▸ 연습용 항목:
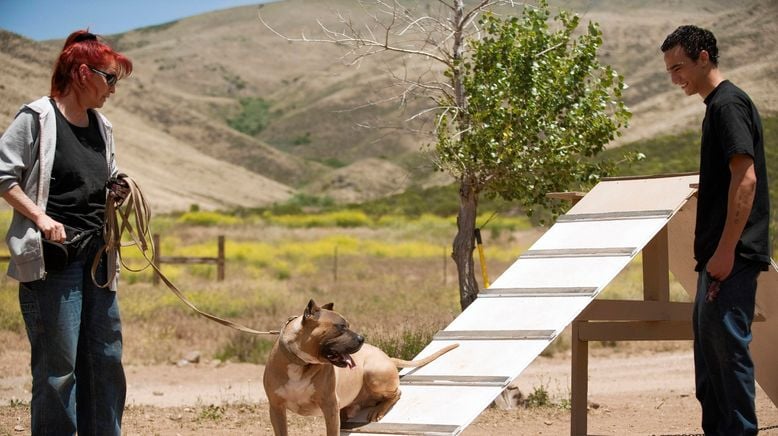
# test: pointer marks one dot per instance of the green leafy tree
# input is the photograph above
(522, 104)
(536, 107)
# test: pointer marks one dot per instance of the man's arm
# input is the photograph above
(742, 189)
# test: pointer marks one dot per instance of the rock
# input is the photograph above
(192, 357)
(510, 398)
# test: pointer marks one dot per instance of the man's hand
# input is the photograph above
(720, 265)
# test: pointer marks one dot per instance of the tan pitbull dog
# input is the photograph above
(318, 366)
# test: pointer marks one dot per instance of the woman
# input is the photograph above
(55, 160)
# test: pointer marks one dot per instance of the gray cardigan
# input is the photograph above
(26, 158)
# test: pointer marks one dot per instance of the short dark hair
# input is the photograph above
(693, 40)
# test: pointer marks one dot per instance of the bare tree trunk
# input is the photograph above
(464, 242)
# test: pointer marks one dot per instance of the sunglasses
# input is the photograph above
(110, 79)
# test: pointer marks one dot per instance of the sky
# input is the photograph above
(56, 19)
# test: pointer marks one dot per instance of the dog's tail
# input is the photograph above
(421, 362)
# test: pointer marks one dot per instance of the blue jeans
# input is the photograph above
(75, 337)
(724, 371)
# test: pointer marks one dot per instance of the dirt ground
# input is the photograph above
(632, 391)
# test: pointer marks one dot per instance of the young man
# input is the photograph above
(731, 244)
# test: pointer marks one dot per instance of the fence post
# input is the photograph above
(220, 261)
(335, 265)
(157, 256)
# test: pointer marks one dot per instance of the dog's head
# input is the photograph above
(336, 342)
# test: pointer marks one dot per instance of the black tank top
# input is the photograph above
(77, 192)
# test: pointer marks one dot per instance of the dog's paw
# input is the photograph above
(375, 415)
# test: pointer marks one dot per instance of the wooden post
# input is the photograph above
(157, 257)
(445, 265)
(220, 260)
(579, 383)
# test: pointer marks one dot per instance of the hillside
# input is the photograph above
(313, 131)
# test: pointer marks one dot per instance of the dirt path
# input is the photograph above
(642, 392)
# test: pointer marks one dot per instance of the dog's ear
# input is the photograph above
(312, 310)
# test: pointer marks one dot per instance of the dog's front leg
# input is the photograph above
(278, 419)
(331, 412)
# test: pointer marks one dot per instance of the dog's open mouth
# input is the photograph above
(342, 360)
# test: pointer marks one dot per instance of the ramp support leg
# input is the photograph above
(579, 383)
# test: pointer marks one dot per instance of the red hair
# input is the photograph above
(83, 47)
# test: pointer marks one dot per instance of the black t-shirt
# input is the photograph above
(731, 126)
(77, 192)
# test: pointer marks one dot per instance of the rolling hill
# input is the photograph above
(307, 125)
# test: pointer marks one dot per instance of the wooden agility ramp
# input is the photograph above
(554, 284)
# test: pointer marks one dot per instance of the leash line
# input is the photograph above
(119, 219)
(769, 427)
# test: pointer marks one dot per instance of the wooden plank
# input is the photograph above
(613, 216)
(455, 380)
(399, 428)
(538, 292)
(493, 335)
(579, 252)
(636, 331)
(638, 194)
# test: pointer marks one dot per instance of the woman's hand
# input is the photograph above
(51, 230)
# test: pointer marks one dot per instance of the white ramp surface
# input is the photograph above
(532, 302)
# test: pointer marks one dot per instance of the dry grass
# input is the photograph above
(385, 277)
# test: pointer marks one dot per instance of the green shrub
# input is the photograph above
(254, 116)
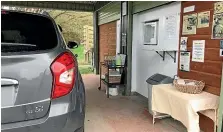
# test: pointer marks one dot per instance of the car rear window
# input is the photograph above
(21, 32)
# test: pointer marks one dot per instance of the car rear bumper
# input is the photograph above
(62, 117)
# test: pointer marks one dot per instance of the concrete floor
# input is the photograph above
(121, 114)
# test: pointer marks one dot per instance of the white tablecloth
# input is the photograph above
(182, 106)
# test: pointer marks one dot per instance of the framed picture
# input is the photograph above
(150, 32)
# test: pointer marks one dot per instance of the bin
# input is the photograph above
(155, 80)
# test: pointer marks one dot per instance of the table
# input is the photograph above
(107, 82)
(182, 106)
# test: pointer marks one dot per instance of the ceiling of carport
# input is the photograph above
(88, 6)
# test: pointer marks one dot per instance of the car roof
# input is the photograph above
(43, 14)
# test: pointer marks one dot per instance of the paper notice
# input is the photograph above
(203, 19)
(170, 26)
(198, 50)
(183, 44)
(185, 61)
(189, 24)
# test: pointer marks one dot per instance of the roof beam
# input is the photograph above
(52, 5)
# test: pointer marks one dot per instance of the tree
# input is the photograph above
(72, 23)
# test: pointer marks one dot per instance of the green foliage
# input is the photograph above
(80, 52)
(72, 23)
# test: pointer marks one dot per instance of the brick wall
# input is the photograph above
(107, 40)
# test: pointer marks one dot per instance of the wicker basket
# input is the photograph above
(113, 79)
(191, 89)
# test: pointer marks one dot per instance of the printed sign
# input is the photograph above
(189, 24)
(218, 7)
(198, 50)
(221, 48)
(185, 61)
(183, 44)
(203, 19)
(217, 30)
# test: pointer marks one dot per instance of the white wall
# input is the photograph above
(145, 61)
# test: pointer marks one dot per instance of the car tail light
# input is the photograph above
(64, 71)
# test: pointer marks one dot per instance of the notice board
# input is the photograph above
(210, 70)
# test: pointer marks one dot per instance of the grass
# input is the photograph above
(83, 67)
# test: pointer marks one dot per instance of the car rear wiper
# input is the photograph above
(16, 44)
==
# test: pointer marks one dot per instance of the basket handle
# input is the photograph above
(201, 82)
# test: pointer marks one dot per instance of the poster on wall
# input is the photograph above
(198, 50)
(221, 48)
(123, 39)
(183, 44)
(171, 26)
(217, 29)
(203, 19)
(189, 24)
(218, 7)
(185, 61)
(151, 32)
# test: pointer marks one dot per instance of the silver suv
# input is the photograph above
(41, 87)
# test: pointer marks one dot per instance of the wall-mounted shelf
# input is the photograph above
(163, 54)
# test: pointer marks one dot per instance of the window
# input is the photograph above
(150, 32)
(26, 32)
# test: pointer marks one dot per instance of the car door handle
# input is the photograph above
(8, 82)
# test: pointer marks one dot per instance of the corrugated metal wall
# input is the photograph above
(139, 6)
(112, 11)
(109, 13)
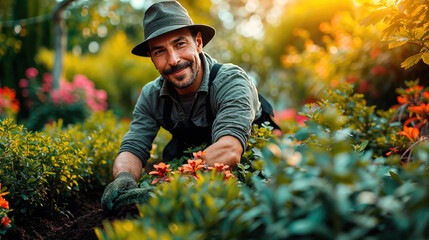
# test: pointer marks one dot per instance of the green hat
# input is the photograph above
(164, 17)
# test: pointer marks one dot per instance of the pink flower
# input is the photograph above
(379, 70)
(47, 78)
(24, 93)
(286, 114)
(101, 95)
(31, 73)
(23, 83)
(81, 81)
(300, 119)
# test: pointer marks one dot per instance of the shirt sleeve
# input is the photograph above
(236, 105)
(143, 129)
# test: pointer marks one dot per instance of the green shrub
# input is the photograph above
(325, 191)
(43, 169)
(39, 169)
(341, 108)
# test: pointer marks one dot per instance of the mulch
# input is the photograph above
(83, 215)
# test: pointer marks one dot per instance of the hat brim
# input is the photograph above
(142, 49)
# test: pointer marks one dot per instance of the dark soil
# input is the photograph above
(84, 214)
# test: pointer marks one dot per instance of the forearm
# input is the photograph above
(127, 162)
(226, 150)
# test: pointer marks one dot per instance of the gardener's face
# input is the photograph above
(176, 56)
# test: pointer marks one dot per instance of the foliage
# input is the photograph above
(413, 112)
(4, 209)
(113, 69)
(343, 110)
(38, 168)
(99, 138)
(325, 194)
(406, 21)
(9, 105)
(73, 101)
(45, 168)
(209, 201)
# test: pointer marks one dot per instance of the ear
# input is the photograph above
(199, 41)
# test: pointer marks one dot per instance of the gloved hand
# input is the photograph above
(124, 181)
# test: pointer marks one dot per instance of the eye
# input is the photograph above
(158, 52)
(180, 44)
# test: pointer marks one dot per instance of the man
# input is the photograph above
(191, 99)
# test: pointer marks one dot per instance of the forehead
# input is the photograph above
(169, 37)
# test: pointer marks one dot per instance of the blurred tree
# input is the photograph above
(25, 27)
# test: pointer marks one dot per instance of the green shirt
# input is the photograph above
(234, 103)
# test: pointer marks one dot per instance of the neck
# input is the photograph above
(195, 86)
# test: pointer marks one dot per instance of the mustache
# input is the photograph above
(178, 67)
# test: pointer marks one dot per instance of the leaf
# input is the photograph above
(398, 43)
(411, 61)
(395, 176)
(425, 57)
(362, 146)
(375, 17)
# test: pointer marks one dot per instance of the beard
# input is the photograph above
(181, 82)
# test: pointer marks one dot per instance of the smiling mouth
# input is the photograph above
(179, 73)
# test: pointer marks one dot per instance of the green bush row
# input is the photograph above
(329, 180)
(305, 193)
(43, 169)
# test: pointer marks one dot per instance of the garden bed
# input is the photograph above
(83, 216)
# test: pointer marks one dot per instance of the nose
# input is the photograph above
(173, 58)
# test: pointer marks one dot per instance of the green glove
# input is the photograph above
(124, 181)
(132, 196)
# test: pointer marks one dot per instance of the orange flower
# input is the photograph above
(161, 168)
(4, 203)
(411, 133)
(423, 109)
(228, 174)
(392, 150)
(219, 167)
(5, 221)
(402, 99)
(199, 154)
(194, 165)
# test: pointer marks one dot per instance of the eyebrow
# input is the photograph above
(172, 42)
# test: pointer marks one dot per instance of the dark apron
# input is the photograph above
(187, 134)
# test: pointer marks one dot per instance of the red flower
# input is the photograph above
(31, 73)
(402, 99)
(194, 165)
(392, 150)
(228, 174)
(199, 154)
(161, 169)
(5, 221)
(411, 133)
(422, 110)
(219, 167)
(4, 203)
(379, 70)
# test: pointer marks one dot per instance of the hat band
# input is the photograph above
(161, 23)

▸ 문제:
위 항목 가운데 "hair"라는 단어가 들어간 줄을 모두 모아 그대로 옮겨 적으세요.

▸ 풀이:
# test: pointer marks one dot per instance of the short dark hair
# test: pointer marks one dot per instance of the red hair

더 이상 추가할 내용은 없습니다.